Copy each line of the following material that has the string "dress".

────

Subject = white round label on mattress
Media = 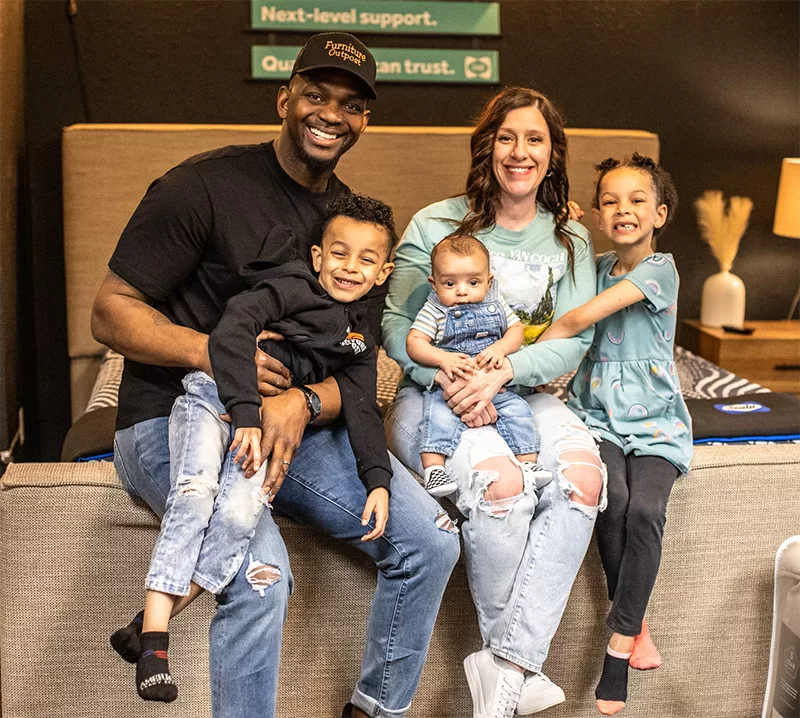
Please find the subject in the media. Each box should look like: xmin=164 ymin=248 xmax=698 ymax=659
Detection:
xmin=713 ymin=402 xmax=770 ymax=414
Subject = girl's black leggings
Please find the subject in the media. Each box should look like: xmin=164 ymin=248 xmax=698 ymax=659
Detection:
xmin=596 ymin=441 xmax=679 ymax=637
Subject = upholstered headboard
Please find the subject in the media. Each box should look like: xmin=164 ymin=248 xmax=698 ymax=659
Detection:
xmin=62 ymin=123 xmax=658 ymax=419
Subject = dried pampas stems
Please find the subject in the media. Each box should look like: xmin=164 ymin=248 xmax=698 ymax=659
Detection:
xmin=694 ymin=191 xmax=753 ymax=272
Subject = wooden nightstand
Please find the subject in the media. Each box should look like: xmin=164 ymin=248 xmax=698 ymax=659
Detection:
xmin=683 ymin=320 xmax=800 ymax=394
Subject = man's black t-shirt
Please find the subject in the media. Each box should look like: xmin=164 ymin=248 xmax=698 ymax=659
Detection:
xmin=109 ymin=141 xmax=386 ymax=431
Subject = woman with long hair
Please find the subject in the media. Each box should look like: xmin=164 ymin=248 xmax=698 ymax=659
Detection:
xmin=384 ymin=87 xmax=605 ymax=717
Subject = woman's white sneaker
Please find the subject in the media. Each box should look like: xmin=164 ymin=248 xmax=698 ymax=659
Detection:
xmin=515 ymin=671 xmax=565 ymax=715
xmin=464 ymin=648 xmax=525 ymax=718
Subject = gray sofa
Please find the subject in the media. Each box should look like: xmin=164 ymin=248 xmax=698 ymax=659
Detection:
xmin=3 ymin=446 xmax=799 ymax=717
xmin=1 ymin=124 xmax=798 ymax=717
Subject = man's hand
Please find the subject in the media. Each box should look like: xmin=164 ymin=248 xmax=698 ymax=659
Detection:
xmin=255 ymin=330 xmax=292 ymax=397
xmin=230 ymin=427 xmax=262 ymax=475
xmin=256 ymin=388 xmax=311 ymax=497
xmin=361 ymin=487 xmax=389 ymax=542
xmin=439 ymin=352 xmax=476 ymax=381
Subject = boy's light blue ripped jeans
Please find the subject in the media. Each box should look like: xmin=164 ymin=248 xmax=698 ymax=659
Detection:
xmin=386 ymin=386 xmax=607 ymax=673
xmin=146 ymin=370 xmax=271 ymax=596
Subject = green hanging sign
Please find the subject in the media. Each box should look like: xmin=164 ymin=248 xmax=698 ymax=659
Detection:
xmin=252 ymin=46 xmax=499 ymax=84
xmin=251 ymin=1 xmax=500 ymax=35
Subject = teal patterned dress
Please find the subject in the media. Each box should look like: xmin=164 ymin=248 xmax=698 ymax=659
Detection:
xmin=567 ymin=252 xmax=694 ymax=474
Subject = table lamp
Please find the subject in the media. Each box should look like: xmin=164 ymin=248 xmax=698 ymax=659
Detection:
xmin=774 ymin=158 xmax=800 ymax=318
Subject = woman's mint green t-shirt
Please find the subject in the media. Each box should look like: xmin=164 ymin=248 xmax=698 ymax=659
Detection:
xmin=383 ymin=196 xmax=596 ymax=391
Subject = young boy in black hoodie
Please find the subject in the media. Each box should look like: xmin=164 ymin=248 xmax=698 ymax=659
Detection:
xmin=115 ymin=193 xmax=396 ymax=702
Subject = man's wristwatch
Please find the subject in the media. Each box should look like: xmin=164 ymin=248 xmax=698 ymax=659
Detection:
xmin=294 ymin=385 xmax=322 ymax=424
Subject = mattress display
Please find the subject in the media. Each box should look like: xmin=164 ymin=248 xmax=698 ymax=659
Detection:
xmin=687 ymin=393 xmax=800 ymax=444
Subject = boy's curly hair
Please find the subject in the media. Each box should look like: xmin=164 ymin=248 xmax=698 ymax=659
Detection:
xmin=592 ymin=152 xmax=678 ymax=237
xmin=323 ymin=192 xmax=399 ymax=258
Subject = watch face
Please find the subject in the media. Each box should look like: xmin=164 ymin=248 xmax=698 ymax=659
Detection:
xmin=309 ymin=391 xmax=322 ymax=413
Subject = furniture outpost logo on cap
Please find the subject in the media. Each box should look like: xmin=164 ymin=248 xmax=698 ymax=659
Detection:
xmin=325 ymin=39 xmax=365 ymax=66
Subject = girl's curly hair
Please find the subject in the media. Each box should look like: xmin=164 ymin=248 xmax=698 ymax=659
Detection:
xmin=593 ymin=153 xmax=678 ymax=237
xmin=454 ymin=86 xmax=583 ymax=280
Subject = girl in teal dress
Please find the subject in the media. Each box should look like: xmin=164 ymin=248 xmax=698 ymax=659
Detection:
xmin=541 ymin=154 xmax=693 ymax=715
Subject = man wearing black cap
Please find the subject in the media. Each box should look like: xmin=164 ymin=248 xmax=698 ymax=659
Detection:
xmin=93 ymin=32 xmax=459 ymax=718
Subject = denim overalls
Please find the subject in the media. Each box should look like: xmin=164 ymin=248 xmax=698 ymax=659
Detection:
xmin=419 ymin=286 xmax=539 ymax=457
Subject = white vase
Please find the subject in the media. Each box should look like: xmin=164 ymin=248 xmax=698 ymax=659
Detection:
xmin=701 ymin=270 xmax=746 ymax=328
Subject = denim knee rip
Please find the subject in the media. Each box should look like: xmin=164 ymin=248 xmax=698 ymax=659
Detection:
xmin=176 ymin=472 xmax=218 ymax=497
xmin=218 ymin=477 xmax=272 ymax=527
xmin=244 ymin=553 xmax=282 ymax=596
xmin=469 ymin=468 xmax=532 ymax=519
xmin=435 ymin=509 xmax=459 ymax=534
xmin=553 ymin=423 xmax=607 ymax=514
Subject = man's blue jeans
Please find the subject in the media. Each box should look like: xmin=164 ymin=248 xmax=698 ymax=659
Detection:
xmin=114 ymin=416 xmax=460 ymax=718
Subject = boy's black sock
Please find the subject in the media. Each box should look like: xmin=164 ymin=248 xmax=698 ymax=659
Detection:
xmin=136 ymin=631 xmax=178 ymax=703
xmin=595 ymin=647 xmax=631 ymax=703
xmin=110 ymin=609 xmax=144 ymax=663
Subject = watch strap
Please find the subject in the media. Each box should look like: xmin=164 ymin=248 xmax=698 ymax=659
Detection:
xmin=295 ymin=385 xmax=321 ymax=423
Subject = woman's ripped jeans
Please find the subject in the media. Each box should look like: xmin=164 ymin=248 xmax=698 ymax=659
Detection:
xmin=385 ymin=386 xmax=606 ymax=672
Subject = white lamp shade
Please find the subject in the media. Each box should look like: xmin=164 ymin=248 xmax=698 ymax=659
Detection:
xmin=774 ymin=158 xmax=800 ymax=239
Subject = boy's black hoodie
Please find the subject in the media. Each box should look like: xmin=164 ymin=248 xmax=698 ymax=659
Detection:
xmin=207 ymin=259 xmax=391 ymax=494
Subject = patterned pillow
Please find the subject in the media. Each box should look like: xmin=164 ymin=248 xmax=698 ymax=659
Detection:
xmin=85 ymin=348 xmax=404 ymax=414
xmin=85 ymin=349 xmax=123 ymax=413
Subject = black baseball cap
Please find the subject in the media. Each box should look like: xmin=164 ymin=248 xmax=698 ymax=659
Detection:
xmin=291 ymin=32 xmax=377 ymax=100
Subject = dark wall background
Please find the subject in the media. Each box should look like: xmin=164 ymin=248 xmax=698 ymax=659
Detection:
xmin=23 ymin=0 xmax=800 ymax=459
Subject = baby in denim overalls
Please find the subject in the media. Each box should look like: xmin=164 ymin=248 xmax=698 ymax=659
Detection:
xmin=406 ymin=234 xmax=552 ymax=497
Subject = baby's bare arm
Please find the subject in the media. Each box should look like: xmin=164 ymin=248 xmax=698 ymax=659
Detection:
xmin=407 ymin=329 xmax=453 ymax=368
xmin=496 ymin=323 xmax=525 ymax=355
xmin=407 ymin=329 xmax=475 ymax=380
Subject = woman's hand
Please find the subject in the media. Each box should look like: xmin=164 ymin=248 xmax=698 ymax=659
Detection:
xmin=463 ymin=403 xmax=499 ymax=428
xmin=434 ymin=370 xmax=499 ymax=427
xmin=436 ymin=359 xmax=514 ymax=423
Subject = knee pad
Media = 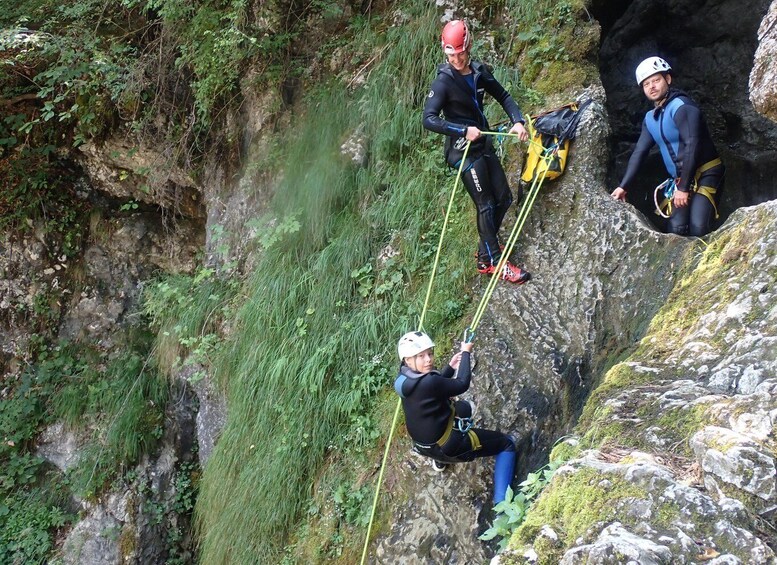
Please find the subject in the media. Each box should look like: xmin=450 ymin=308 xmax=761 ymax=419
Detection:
xmin=476 ymin=201 xmax=497 ymax=216
xmin=667 ymin=222 xmax=689 ymax=236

────

SOLUTION FOR THIS TASK =
Subject = teal patterned dress
Subject = girl in teal dress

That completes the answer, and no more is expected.